TASK DESCRIPTION
Your reply should hold exactly the lines from the one that contains "Target: person's arm" through the end of the data. Repeat them word for word.

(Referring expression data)
····················
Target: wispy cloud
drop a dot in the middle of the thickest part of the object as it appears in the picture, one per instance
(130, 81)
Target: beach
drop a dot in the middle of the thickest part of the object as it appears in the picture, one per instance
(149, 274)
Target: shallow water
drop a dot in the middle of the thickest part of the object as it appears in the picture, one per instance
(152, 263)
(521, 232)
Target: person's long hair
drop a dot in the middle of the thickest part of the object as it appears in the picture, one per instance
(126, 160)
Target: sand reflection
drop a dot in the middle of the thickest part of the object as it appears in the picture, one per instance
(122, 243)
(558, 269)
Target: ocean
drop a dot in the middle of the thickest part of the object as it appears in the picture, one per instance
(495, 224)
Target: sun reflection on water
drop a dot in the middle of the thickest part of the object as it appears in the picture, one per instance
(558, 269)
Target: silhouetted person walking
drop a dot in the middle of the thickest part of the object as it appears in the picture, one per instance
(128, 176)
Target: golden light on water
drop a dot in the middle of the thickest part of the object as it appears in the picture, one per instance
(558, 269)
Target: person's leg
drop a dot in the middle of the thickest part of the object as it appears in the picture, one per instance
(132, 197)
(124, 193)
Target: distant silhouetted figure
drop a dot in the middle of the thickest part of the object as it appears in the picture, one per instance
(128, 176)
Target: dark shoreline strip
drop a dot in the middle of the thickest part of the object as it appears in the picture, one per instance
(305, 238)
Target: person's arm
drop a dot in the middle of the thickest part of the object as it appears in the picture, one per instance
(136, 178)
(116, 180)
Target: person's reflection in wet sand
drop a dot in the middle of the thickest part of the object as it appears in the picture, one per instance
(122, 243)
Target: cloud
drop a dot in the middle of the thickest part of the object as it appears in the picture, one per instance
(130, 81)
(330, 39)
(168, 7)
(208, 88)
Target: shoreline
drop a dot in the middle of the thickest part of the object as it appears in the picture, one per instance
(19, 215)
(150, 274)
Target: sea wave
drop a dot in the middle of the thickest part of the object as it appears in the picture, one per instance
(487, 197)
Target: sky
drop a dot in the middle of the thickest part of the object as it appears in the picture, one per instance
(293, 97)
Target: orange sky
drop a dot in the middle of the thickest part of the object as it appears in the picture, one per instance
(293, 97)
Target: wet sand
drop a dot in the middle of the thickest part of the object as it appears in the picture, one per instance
····················
TASK SOLUTION
Target: person's arm
drop a dot in the middle of the thickest part of the object as it appears in the picture, one per instance
(136, 178)
(116, 180)
Target: person's reflection in wet sand
drop a dot in the middle of the thickest part of the object as it appears in the picture, one per instance
(122, 243)
Target: cloud
drop a dot in the middle of the thickest part of the object as it appears in the picture, one per instance
(130, 81)
(330, 39)
(168, 7)
(208, 88)
Target: shoreline
drop a dot in the middle of the thickest part of the object as it appears in the picture, one per instance
(19, 215)
(150, 274)
Target: sea wave
drop a dot in the middle of the thickest part of the object as it appears in the picture, one per instance
(487, 197)
Target: sky
drop a dot in the middle of the thickest part of the object as it appears in the picture, one per instance
(293, 97)
Target: orange sky
drop a dot in the middle of the thickest part of the object as it appears in the picture, one per instance
(293, 97)
Target: wet sand
drop a dot in the middle of the thickest part of the object as it appears in the picture, one per instance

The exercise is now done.